# DATA PROVIDED start
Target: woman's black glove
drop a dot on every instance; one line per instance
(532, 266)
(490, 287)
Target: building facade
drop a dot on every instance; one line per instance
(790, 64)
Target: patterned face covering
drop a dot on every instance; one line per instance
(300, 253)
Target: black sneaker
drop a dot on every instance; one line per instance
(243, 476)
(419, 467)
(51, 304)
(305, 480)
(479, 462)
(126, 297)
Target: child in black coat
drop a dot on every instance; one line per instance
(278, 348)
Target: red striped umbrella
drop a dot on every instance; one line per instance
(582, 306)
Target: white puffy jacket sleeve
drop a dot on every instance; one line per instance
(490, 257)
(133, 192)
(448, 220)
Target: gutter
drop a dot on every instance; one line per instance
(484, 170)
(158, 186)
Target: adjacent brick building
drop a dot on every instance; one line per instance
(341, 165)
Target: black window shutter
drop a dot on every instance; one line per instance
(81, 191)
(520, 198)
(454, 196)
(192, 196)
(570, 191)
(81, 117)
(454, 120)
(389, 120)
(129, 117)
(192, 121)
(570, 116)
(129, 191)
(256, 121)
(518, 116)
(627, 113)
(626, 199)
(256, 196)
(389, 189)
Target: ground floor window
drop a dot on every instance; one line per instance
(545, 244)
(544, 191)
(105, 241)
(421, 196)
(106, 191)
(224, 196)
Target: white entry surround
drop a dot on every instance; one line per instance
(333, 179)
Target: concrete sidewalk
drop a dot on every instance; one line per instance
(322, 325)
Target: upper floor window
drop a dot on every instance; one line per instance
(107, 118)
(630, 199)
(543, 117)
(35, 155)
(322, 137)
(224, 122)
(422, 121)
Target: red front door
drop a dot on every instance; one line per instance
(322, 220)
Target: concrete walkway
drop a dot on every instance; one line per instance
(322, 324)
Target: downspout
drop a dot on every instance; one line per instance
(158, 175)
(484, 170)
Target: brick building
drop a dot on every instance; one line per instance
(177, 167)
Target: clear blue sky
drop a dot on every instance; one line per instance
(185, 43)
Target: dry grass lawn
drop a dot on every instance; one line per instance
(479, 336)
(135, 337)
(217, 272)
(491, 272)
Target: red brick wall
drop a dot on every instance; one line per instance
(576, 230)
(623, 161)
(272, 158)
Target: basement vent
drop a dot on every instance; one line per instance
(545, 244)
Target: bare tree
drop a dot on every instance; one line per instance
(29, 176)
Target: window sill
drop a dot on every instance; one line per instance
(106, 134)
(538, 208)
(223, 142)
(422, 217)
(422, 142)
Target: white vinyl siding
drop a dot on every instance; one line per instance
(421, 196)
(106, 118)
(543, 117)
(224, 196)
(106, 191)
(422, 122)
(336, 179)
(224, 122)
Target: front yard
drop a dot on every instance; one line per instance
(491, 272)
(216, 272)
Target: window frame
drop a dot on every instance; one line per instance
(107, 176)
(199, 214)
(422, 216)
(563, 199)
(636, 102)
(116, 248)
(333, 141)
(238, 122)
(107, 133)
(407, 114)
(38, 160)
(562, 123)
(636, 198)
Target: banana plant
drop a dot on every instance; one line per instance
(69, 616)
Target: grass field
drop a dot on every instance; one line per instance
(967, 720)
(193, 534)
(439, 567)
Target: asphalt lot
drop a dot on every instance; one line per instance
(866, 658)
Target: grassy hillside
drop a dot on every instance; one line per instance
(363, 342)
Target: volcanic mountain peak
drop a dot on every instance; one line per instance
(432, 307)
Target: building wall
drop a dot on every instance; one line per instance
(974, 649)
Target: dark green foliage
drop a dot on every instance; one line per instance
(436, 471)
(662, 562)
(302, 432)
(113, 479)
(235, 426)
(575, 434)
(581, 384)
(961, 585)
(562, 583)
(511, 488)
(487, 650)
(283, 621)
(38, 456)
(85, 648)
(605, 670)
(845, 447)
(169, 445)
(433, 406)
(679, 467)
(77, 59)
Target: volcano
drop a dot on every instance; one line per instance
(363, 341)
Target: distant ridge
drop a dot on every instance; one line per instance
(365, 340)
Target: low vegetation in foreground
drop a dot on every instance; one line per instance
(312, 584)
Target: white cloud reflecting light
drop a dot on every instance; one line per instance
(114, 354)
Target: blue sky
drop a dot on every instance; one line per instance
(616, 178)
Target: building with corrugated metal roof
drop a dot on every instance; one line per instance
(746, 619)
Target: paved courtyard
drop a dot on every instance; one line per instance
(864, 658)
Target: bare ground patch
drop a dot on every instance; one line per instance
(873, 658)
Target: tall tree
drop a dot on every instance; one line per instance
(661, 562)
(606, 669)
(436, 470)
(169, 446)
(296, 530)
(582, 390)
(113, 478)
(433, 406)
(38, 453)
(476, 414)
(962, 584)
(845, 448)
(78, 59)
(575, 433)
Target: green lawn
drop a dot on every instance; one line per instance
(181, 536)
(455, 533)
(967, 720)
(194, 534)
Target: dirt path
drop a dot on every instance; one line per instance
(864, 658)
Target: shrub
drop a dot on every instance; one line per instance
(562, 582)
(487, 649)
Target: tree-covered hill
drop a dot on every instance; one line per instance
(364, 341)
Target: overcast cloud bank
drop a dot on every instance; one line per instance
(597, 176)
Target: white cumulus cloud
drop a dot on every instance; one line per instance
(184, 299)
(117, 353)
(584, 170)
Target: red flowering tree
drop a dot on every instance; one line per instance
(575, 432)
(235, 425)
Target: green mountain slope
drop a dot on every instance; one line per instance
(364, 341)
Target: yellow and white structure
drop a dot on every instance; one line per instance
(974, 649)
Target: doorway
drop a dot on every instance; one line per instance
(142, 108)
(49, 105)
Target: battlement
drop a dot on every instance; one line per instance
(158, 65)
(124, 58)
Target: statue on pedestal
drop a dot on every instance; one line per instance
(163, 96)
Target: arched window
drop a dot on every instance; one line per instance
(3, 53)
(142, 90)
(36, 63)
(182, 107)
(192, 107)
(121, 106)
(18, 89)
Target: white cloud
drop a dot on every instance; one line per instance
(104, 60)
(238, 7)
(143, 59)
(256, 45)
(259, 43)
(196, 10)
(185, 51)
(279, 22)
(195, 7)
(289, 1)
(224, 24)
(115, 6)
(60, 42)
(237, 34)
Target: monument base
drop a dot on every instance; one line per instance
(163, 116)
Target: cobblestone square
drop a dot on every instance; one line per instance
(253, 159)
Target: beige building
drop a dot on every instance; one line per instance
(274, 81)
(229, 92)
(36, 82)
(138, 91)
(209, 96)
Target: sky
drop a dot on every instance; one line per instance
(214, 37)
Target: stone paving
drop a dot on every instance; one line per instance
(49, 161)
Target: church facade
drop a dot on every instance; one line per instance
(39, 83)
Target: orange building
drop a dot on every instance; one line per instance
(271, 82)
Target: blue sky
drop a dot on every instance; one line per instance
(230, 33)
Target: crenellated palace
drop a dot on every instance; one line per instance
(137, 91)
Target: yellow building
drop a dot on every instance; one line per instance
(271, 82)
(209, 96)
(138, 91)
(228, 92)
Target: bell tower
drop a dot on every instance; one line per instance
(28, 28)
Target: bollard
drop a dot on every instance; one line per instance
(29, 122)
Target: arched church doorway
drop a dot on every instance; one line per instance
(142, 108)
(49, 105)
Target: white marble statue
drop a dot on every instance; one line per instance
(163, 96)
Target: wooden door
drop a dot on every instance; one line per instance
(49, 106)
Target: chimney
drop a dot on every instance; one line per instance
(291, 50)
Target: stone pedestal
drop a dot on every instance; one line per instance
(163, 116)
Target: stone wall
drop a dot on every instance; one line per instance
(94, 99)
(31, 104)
# DATA PROVIDED end
* JOB: Without omitting anything, output the entries exactly.

* EXPECTED ANSWER:
Target: woman's black glove
drop a dot on every instance; one line per instance
(532, 266)
(490, 287)
Target: building facade
drop a dot on every instance; one line per instance
(790, 64)
Target: patterned face covering
drop a dot on every instance; one line per instance
(300, 253)
Target: black sneaker
drop a dot on every instance; one line per instance
(243, 476)
(419, 467)
(51, 304)
(305, 480)
(479, 462)
(126, 297)
Target: child in black coat
drop a dot on every instance; one line per instance
(278, 348)
Target: red striped umbrella
drop a dot on every instance; one line per instance
(582, 306)
Target: white puffy jacket sleeve
drop a dot on every instance; one line per instance
(490, 257)
(133, 192)
(448, 220)
Target: gutter
drop a dot on every instance; one line per instance
(484, 170)
(158, 186)
Target: adjacent brick building
drop a dot on every instance; one line per instance
(341, 165)
Target: black window shutter
drop a dot on every instance; one line per instance
(81, 191)
(520, 198)
(454, 196)
(192, 196)
(570, 191)
(81, 117)
(454, 120)
(389, 120)
(129, 117)
(192, 121)
(570, 116)
(129, 191)
(256, 121)
(518, 116)
(627, 113)
(626, 199)
(256, 196)
(389, 189)
Target: ground floor window
drop a dot on every instance; one line per instance
(545, 244)
(544, 191)
(105, 241)
(421, 196)
(106, 191)
(224, 196)
Target: white entry surround
drop a dot on every instance; one line per instance
(333, 179)
Target: concrete sidewalk
drop a dot on every instance; one line per instance
(322, 325)
Target: upper floor window
drop a dot on every instance; one line per instance
(107, 118)
(630, 199)
(543, 117)
(35, 155)
(322, 137)
(224, 122)
(422, 121)
Target: red front door
drop a dot on every instance; one line per instance
(322, 220)
Target: concrete walkway
drop a dot on every instance; one line per instance
(322, 324)
Target: downspout
drop a dot on every instance; one line per instance
(158, 175)
(484, 170)
Target: brick building
drop a dot on every instance; one line per instance
(177, 167)
Target: clear blue sky
drop a dot on every instance; one line per instance
(185, 43)
Target: dry grass lawn
drop a dot on every instance; one line per instance
(479, 336)
(135, 337)
(217, 272)
(491, 272)
Target: red brick wall
drop a dot on every instance; one line per instance
(576, 230)
(623, 161)
(272, 158)
Target: basement vent
drop a dot on every instance; one line per instance
(545, 244)
Target: bare tree
drop a dot on every instance; one line per instance
(29, 176)
Target: window sill
drop a dot on every instance; one line per instance
(106, 134)
(538, 208)
(223, 142)
(422, 217)
(422, 142)
Target: white vinyl siding
drop a dot on every instance; one line per instance
(421, 196)
(106, 118)
(543, 117)
(224, 196)
(106, 191)
(422, 122)
(336, 179)
(224, 122)
Target: front yard
drop a dot on every instance; one line per instance
(491, 272)
(216, 272)
Target: window frame
drop a dot on every instance; one line per instance
(107, 176)
(199, 214)
(422, 216)
(563, 199)
(636, 102)
(116, 248)
(333, 141)
(238, 122)
(107, 133)
(407, 114)
(38, 160)
(562, 123)
(636, 198)
Target: banana plant
drop a dot on every instance; one line per instance
(69, 616)
Target: grass field
drop a dot on every instance; one line per instance
(967, 720)
(193, 534)
(439, 567)
Target: asphalt lot
drop a dot on every instance; one line per instance
(866, 658)
Target: grassy hillside
drop a dot on every instance; one line per instance
(363, 342)
Target: volcanic mountain peak
drop a dot on every instance; one line per instance
(432, 307)
Target: building wall
drop a dot on every instance; one line per instance
(974, 649)
Target: dark green foliage
drop a dot on every instance; one line per instance
(436, 471)
(662, 562)
(302, 432)
(113, 479)
(235, 426)
(575, 434)
(581, 384)
(961, 585)
(562, 583)
(511, 488)
(487, 650)
(283, 621)
(38, 456)
(85, 648)
(605, 670)
(845, 447)
(169, 445)
(433, 406)
(679, 467)
(77, 59)
Target: volcano
drop a dot on every instance; one line per instance
(363, 341)
Target: distant ridge
drop a dot on every instance; one line per instance
(365, 340)
Target: low vegetation in foreground
drop a dot on every instance; one line per instance
(312, 584)
Target: white cloud reflecting light
drop a dot on every instance; one line per instance
(114, 354)
Target: blue sky
drop a dot on every instance; one line per instance
(616, 178)
Target: building with corrugated metal roof
drop a dot on every instance; one line per instance
(746, 619)
Target: paved courtyard
drop a dot on every instance; one line per instance
(864, 658)
Target: bare ground patch
drop a dot on every instance; one line per instance
(873, 658)
Target: tall tree
drop a dot on every instance; one line per instance
(661, 562)
(606, 669)
(436, 470)
(169, 446)
(296, 530)
(582, 390)
(113, 478)
(433, 406)
(38, 453)
(476, 414)
(962, 584)
(845, 448)
(78, 59)
(575, 433)
Target: green lawn
drop a dot on every instance; one line per instance
(181, 536)
(455, 533)
(967, 720)
(194, 534)
Target: dirt path
drop a dot on every instance; one line per instance
(864, 658)
Target: shrub
drop a dot on every instance; one line per instance
(562, 582)
(487, 649)
Target: tree-covered hill
drop a dot on every instance; one line per instance
(364, 341)
Target: overcast cloud bank
drop a dot on every instance; one line per instance
(597, 176)
Target: white cumulus cloud
drop a dot on every instance; one line per instance
(184, 299)
(117, 353)
(584, 170)
Target: red flowering tree
drop a dot on every instance; one line per instance
(575, 432)
(235, 425)
Target: green mountain slope
drop a dot on every instance; one line per instance
(364, 341)
Target: yellow and white structure
drop a dot on every instance; one line per instance
(974, 649)
Target: doorway
drop a dot on every instance; one line per instance
(142, 108)
(49, 105)
Target: battlement
drop a dot on every instance; one line per instance
(158, 65)
(124, 58)
Target: statue on pedestal
drop a dot on every instance; one line per instance
(163, 96)
Target: arched window
drop a dot on every instance; one line per instance
(3, 53)
(142, 90)
(36, 63)
(182, 107)
(192, 107)
(121, 106)
(18, 89)
Target: white cloud
drop a dot on every instance; one line per instance
(104, 60)
(238, 7)
(143, 59)
(256, 45)
(259, 43)
(196, 10)
(185, 51)
(279, 22)
(195, 7)
(289, 1)
(224, 24)
(115, 6)
(60, 42)
(237, 34)
Target: monument base
drop a dot on every instance; one line per instance
(163, 116)
Target: cobblestone square
drop a dot on every instance; one line per instance
(253, 159)
Target: beige building
drop a dot on every instance; one line per instance
(274, 81)
(229, 92)
(36, 82)
(138, 91)
(209, 96)
Target: sky
drop a dot on every instance; one line per instance
(214, 37)
Target: stone paving
drop a dot on every instance; one line per instance
(49, 161)
Target: church facade
drop a dot on every instance; one line per instance
(39, 83)
Target: orange building
drop a dot on every instance; one line per instance
(271, 82)
Target: blue sky
drop a dot on every instance; one line per instance
(230, 33)
Target: crenellated palace
drop a dot on every instance; one line per instance
(137, 91)
Target: yellow building
drop a dot on every instance; one line per instance
(271, 82)
(209, 96)
(138, 91)
(228, 92)
Target: bell tower
drop a dot on every instance; one line per instance
(28, 28)
Target: bollard
drop a dot on every instance; one line per instance
(29, 122)
Target: arched church doorway
drop a dot on every instance; one line per instance
(142, 108)
(49, 105)
Target: white marble statue
drop a dot on every instance; one line per instance
(163, 96)
Target: wooden door
drop a dot on every instance; one line per instance
(49, 106)
Target: chimney
drop a dot on every instance; one line per instance
(291, 50)
Target: stone pedestal
drop a dot on every instance; one line per instance
(163, 116)
Target: stone wall
drop a dot on every instance; one line per instance
(94, 99)
(31, 104)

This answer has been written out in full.